• Work to complete: List every line of the data below that contains the word "from".

• Stored records:
════

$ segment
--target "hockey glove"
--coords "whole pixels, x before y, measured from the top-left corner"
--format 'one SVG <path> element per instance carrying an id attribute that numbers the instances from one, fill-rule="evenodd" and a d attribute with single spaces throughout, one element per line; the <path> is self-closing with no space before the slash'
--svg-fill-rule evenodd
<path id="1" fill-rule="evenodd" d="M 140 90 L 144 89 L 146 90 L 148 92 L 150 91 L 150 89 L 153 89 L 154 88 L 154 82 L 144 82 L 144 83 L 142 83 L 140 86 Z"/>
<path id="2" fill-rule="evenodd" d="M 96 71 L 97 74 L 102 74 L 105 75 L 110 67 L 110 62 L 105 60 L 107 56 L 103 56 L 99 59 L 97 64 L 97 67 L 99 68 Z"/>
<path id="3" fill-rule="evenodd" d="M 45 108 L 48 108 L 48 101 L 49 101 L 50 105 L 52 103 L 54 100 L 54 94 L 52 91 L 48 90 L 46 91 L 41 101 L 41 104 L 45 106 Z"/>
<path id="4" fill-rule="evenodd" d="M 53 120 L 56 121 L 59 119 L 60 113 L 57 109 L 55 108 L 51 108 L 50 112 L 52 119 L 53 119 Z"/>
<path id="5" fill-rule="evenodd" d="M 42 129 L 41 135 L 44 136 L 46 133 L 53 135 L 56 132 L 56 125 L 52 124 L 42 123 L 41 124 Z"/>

════

• Response for this exercise:
--coords "whole pixels, x before y, measured from the top-left corner"
--format 'one SVG <path> element per instance carrying an id attribute that numbers the instances from one, fill-rule="evenodd" and a d attribute with single spaces throughout, one element per line; the <path> is self-closing with no space before the slash'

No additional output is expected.